Given text -
= Beginning of Section =

Evening: You distill what you found into a single slide. You write down clearly “So here’s what we should do.” This one sentence is often far more important than the code.

The coolest part? You’re constantly switching modes: an engineer writing code, a statistician staring at numbers, a consultant persuading the room, and a critical thinker who can say “Actually, this question itself is wrong?”, you do all of it in a single day.

Why this job is awesome ✨

Let me be honest with you. The data scientist was once called “the sexiest job of the 21st century” (HBR, 2012, co-authored by DJ Patil). Even now that the hype has died down, the reasons it’s awesome are clear.

You get your hands on real decisions. What Netflix recommends, who a bank approves for a loan, which patient a hospital sees first, behind these decisions there’s a data scientist. A single line of the model you built can change the experience of millions of people.

Digging all the way into “why?” becomes your job. For a curious person, this is heaven. Poking into “what’s this pattern?” is the work, and when you find the answer they pay you and praise you for it.

There are genuinely rewarding moments too:

When you discover an insight nobody knew and the company changes direction (“Wait? That feature we thought was a failure is actually the thing keeping our core customers around”)
When a single clean chart makes the whole room go “ohhh…”
When the revenue graph bends upward thanks to the recommendation system you built

On top of that, the future keeps getting more interesting. Things like LLMs, generative AI, causal inference tools, and MLOps are opening new doors that the previous generation of data scientists never had. (More on that in section 2.)

A cold reality check ⚠️

If you’re considering becoming a data scientist even a little, you deserve to know the truth, not the Instagram highlight reel.

80% of the work isn’t glamorous. The “building cool AI” you see in movies is one slice of the job. The reality is data cleaning, filling in blanks, standardizing formats, hunting down a value someone entered wrong. There’s even a running joke that “80% of data science is data cleaning, and the other 20% is complaining about data cleaning.” 😅

The “ambiguous job” trap. What a data scientist actually does varies wildly from company to company. At one place you build machine learning models, at another you just build dashboards (which is really closer to a data analyst), and at another you build data pipelines (that’s a data engineer). Before you join, you absolutely must ask “What exactly does a data scientist do at this company?”

= End of Section =

Exercise requirements -
[A] Answer these about the data scientist text:
(i) Which publication, and in what year, called data scientist "the sexiest job of the 21st century"?
(ii) According to the text, how much of the work isn't glamorous?
(iii) In the evening, what do you distill your findings into?
[B] Pick up the data scientist text after its last sentence and continue it.

Excerpted data -

= Beginning of Section =

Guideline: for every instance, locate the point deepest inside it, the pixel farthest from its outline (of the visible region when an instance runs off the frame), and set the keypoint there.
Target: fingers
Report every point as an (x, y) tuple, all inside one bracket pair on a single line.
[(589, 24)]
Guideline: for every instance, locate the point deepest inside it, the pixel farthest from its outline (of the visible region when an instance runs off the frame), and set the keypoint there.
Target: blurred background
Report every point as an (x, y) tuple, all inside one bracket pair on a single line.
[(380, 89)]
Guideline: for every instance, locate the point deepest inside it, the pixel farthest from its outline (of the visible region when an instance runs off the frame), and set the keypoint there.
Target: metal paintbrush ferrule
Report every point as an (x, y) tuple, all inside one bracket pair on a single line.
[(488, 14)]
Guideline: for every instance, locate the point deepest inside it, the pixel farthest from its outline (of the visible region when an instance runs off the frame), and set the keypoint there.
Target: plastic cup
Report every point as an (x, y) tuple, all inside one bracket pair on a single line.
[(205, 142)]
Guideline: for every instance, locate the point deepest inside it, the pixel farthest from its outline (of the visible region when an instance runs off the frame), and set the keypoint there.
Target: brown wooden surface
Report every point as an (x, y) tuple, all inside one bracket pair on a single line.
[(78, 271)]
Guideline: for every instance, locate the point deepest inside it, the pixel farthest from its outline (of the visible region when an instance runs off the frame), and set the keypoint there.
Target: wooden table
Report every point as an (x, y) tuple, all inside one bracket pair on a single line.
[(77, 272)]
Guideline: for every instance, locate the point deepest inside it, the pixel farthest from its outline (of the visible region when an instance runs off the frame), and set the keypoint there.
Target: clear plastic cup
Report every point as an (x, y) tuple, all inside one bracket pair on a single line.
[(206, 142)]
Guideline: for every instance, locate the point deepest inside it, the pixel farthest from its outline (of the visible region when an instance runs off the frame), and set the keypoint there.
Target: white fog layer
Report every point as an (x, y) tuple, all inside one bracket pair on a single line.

= End of Section =

Answers per task -
[A]
(i) HBR, in 2012.
(ii) 80%.
(iii) A single slide.

[B]
The gap between expectations and reality is huge. Executives often misunderstand data science as “magic” and expect unrealistic things. Stuff like “Use AI to predict next quarter’s revenue exactly.” That’s why there’s a statistic that the average tenure of a data scientist is only 1.7 years, a mismatch of expectations is a big cause.

Correcting a misconception: data science isn’t about “a genius building AI alone.” Most of it is messy reality + persuading people + relentless debugging. You have to be able to enjoy that to last.

2. Will this job still be promising in the future? 📈

A reality check on the job market

Good news: demand is still strong. According to the US Bureau of Labor Statistics (BLS), data scientist is one of the fastest-growing occupations, with about 23,400 new jobs opening per year from 2024–2034 and an estimated employment growth rate of about 34% (several times the average across all jobs). McKinsey projected that US demand for data scientists would exceed supply by more than 50%.

Bad news: that doesn’t mean getting in is easy. A polarization is underway where “junior positions shrink while demand for senior/specialized talent grows.” People who can do only basic analysis have become common, and as AI automates that part, the value of “just an average data scientist” is dropping. You need to differentiate.

Will AI replace this job?

This is Reputo’s core perspective. AI isn’t replacing data scientists, it’s reshaping them. Let’s look precisely at what’s happening.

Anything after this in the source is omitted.